> TASK
Look through the records and report how many lines include the word "image", with no other words.

> EXERCISE MATERIAL
=== Begin Enclosure ===
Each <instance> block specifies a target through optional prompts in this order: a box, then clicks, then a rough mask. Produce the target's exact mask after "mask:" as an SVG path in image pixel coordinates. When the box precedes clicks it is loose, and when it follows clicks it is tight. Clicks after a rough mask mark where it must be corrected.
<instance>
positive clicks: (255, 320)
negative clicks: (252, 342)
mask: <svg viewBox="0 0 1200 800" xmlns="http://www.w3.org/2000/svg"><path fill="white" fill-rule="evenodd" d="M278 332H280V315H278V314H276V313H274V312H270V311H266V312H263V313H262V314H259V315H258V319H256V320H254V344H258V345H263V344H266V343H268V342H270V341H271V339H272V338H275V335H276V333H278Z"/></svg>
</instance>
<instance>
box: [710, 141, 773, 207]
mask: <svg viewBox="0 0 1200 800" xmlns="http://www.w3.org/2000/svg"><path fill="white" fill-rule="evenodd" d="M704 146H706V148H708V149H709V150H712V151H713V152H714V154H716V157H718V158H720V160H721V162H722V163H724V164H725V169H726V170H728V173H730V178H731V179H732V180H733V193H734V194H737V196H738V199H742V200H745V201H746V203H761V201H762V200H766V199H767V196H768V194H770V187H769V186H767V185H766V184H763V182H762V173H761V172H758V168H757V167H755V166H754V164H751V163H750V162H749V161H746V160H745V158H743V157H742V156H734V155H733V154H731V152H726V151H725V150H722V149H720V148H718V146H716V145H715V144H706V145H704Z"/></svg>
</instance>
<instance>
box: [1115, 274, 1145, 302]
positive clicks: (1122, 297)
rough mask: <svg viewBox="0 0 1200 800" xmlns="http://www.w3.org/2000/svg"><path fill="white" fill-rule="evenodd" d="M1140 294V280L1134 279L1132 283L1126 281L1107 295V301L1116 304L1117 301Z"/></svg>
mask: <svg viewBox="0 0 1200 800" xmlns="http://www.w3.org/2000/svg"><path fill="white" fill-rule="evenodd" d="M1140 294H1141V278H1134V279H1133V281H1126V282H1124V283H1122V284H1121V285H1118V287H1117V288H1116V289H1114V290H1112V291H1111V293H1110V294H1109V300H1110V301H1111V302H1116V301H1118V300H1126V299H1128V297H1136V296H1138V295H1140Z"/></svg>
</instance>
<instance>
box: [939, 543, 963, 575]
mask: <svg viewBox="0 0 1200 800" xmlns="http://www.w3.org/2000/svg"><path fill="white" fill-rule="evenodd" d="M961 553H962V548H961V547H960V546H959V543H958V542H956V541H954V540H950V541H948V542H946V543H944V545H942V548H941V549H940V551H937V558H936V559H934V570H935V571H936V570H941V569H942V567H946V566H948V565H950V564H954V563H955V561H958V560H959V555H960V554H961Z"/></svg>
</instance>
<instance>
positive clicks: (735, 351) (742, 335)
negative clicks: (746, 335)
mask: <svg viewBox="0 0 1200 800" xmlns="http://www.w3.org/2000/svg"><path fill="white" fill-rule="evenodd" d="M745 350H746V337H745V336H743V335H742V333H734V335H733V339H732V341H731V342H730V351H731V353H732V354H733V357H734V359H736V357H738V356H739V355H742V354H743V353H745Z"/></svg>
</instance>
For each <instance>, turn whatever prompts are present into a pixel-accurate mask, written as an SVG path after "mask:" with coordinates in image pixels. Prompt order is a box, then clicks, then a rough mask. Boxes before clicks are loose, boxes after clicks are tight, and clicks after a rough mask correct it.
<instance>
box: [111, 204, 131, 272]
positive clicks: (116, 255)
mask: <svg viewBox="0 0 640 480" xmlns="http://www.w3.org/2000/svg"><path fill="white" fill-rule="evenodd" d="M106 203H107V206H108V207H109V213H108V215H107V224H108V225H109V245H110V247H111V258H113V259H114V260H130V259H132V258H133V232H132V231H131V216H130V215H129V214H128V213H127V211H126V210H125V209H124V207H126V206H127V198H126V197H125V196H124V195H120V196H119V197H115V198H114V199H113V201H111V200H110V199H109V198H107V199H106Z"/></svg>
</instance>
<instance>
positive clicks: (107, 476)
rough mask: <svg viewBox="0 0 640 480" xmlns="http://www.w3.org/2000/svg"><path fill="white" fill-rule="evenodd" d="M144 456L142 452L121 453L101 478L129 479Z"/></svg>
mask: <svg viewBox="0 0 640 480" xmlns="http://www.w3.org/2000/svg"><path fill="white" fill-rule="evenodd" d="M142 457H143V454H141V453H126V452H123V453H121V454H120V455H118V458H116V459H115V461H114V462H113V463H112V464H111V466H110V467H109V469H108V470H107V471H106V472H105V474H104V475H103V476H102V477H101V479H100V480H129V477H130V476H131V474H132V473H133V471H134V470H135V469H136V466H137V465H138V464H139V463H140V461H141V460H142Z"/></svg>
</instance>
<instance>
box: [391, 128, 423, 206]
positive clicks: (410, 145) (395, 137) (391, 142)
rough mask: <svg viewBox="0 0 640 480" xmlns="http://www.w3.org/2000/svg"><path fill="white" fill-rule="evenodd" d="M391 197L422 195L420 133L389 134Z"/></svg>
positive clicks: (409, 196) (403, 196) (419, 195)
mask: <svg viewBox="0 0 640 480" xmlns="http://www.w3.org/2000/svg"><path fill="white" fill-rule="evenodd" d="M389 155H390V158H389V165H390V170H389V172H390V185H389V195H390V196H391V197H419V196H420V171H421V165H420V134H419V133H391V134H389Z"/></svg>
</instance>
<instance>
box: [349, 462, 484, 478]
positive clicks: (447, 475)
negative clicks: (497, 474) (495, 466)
=== End Enclosure ===
> EXERCISE ANSWER
2